## Directions
The required output is every line from the one with "Record the location of each instance of the brown horse's mane" through the final line of the data below, unchanged.

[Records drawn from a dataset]
------------------------------------------------------------------------
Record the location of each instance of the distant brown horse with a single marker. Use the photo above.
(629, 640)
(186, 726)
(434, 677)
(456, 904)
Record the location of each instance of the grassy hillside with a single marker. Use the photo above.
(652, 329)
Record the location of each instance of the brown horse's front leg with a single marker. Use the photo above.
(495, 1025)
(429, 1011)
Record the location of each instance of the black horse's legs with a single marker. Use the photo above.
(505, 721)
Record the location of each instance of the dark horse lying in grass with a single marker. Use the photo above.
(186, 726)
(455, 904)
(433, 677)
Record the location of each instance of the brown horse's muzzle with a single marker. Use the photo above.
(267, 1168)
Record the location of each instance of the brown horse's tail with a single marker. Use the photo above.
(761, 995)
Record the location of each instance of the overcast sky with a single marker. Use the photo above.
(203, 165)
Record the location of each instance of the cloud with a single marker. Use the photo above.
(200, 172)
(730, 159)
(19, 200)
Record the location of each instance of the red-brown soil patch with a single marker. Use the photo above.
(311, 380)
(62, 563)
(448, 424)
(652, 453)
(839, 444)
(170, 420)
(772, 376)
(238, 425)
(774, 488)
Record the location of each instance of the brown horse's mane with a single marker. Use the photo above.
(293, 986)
------------------------------------------------------------------------
## Task solution
Record the location of each instance of the brown horse's mane with a single marker. Use the photo above.
(293, 986)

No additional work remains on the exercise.